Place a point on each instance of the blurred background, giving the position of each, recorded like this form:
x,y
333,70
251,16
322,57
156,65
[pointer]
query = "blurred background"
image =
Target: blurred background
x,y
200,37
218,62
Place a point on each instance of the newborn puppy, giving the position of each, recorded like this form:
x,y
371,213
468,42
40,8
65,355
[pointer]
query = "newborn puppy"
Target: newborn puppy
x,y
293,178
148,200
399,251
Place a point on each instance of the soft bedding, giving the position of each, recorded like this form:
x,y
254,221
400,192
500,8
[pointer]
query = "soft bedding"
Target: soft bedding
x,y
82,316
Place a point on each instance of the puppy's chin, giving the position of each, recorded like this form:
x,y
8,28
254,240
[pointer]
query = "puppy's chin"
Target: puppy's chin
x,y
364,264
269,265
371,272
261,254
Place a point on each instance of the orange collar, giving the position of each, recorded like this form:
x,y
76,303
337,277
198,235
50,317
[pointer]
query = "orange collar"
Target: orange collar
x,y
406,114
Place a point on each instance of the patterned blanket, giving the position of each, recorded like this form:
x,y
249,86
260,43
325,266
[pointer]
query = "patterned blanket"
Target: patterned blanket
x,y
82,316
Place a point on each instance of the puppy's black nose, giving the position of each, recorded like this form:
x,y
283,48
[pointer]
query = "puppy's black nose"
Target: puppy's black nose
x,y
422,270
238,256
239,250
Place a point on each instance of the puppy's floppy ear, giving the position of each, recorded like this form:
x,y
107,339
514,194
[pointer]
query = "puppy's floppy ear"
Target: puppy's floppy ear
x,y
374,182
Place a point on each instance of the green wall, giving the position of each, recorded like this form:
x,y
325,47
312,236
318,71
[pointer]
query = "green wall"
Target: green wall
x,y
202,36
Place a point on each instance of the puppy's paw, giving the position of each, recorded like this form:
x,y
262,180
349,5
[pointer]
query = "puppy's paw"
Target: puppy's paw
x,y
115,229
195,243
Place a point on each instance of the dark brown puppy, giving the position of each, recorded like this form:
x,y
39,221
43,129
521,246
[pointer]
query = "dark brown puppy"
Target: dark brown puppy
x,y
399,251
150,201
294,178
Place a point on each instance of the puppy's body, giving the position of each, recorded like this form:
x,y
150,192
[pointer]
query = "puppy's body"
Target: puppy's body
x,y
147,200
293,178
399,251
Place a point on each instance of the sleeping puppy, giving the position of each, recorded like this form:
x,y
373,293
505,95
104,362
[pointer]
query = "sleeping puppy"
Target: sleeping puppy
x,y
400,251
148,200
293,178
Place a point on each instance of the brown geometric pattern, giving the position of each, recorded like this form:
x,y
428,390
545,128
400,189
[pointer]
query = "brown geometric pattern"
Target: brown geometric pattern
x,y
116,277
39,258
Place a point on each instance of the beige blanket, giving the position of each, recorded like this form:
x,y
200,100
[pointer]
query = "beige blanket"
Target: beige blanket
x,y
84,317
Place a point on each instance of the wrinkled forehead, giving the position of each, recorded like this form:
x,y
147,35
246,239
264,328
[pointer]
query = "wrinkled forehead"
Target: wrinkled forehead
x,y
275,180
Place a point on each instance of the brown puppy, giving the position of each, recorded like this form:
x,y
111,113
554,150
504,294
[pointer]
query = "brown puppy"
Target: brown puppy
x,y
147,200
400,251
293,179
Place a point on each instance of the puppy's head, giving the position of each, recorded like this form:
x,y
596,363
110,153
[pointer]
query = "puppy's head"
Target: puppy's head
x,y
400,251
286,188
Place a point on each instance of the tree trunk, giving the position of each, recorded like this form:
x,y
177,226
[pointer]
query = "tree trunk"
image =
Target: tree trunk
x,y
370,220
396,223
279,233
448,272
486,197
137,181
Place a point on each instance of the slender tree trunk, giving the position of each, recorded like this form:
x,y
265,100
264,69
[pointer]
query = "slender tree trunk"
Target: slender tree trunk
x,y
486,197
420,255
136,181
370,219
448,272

◆ **Exercise directions**: Word for word, restate each of the records above.

◆ **Response**:
Place a point on each instance of the blurred background, giving the position of each, recorded like this form:
x,y
333,70
251,16
322,57
156,65
[pointer]
query = "blurred background"
image =
Target: blurred background
x,y
200,37
218,62
Place a point on each instance of the newborn puppy, giving the position of each, recorded like this form:
x,y
371,213
468,42
40,8
65,355
[pointer]
query = "newborn puppy"
Target: newborn puppy
x,y
293,178
148,200
399,251
Place a point on each instance of the soft bedding, giving the position of each, recorded like this form:
x,y
254,221
400,192
500,8
[pointer]
query = "soft bedding"
Target: soft bedding
x,y
82,316
Place a point on each instance of the puppy's chin, giving the position of each, recorded like this form:
x,y
8,28
254,240
[pointer]
query = "puppy's chin"
Target: puppy's chin
x,y
364,264
269,265
371,272
261,254
Place a point on each instance of the orange collar, giving the position of each, recorded like this form:
x,y
76,303
337,277
198,235
50,317
[pointer]
query = "orange collar"
Target: orange collar
x,y
406,114
Place a point on each instance of the patterned blanket, giving the position of each, recorded like this form:
x,y
249,86
260,43
325,266
[pointer]
query = "patterned blanket"
Target: patterned blanket
x,y
82,316
Place a point on each instance of the puppy's black nose, giving the position of each, recorded like this form:
x,y
283,48
[pointer]
query = "puppy's black nose"
Target: puppy's black nose
x,y
422,270
238,256
239,250
Place a point on each instance of the puppy's floppy ear, giving the position of each, recorded like this form:
x,y
107,339
514,194
[pointer]
query = "puppy's floppy ear"
Target: puppy's floppy ear
x,y
374,182
Place a point on each instance of the green wall, giving the position of each, recorded like this form:
x,y
325,47
312,236
318,71
[pointer]
query = "green wall"
Target: green wall
x,y
202,36
Place a point on each instance of the puppy's paw, giving the position of each, recorded like this form:
x,y
262,180
349,5
[pointer]
query = "puppy's paw"
Target: puppy's paw
x,y
115,229
195,243
Place a point on each instance of the dark brown puppy, giving the position of each, recorded like this form:
x,y
39,221
43,129
521,246
[pointer]
query = "dark brown puppy"
Target: dark brown puppy
x,y
399,251
150,201
294,178
Place a point on each instance of the puppy's body, giving the position of each, recorded like this form:
x,y
150,192
[pointer]
query = "puppy's body"
Target: puppy's body
x,y
147,200
293,178
399,251
Place a point on each instance of the sleeping puppy, giving the position of each, recorded like this form:
x,y
373,293
505,95
104,362
[pointer]
query = "sleeping puppy"
Target: sleeping puppy
x,y
400,251
148,200
293,178
Place a point on each instance of the brown geometric pattern, giving the position of each, recorded like this form:
x,y
428,390
545,128
400,189
[pointer]
query = "brown geometric pattern"
Target: brown geometric pattern
x,y
116,277
39,258
Place a point on each instance of the beige blanket, giving the position of each, recorded like this form:
x,y
200,100
[pointer]
query = "beige blanket"
Target: beige blanket
x,y
84,317
Place a point on each instance of the wrinkled forehead, giving the position of each, recorded like this form:
x,y
147,35
246,239
264,328
[pointer]
query = "wrinkled forehead"
Target: wrinkled forehead
x,y
275,180
Place a point on each instance of the brown puppy, giving the position of each, recorded like this form:
x,y
111,113
554,150
504,294
[pointer]
query = "brown puppy"
Target: brown puppy
x,y
147,200
400,251
293,179
Place a point on each instance of the puppy's head, giving the position of each, recorded like this form:
x,y
596,363
110,153
[pointer]
query = "puppy's head"
Target: puppy's head
x,y
400,251
286,188
Place a point on each instance of the tree trunk, giving the position of each, recorded like this form:
x,y
177,226
[pointer]
query = "tree trunk"
image =
Target: tree trunk
x,y
370,220
396,223
279,233
448,272
486,197
137,181
Place a point on each instance of the slender tree trunk, giving the position of each, recorded like this form:
x,y
265,100
264,69
[pointer]
query = "slender tree trunk"
Target: slender tree trunk
x,y
486,197
420,255
136,181
370,219
448,272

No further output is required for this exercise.